- _ACTIVITY_: Set down each of the records below exactly as it reads. No pictures go into the copy.

(Saved entries)
┌────────
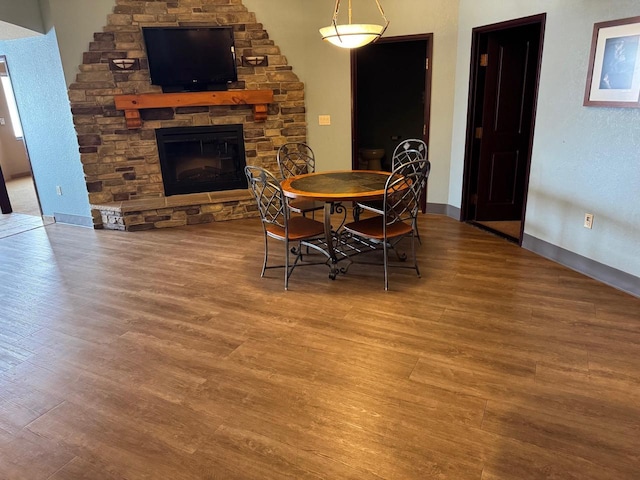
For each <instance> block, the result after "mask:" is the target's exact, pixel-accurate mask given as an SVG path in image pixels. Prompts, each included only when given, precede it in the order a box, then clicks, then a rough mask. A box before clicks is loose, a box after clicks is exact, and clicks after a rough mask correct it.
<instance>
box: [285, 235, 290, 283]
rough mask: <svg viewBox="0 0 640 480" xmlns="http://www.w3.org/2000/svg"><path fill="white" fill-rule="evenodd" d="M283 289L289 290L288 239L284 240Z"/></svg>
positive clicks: (288, 262) (288, 251)
mask: <svg viewBox="0 0 640 480" xmlns="http://www.w3.org/2000/svg"><path fill="white" fill-rule="evenodd" d="M284 289H285V290H289V240H288V239H285V241H284Z"/></svg>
└────────
- _ANSWER_:
For each <instance> block, the result after "mask:" is the target's exact, pixel-accurate mask given as an SVG path in image pixels. Prompts, each included only when given, precede it in the order a box, then clicks, then a rough mask. A box before clicks is loose, a box after clicks is exact, and clicks after a rough mask correct it.
<instance>
box: [285, 235, 290, 283]
rough mask: <svg viewBox="0 0 640 480" xmlns="http://www.w3.org/2000/svg"><path fill="white" fill-rule="evenodd" d="M283 289L289 290L288 239L284 240Z"/></svg>
positive clicks: (288, 262) (288, 251)
mask: <svg viewBox="0 0 640 480" xmlns="http://www.w3.org/2000/svg"><path fill="white" fill-rule="evenodd" d="M284 289H285V290H289V240H288V239H285V241H284Z"/></svg>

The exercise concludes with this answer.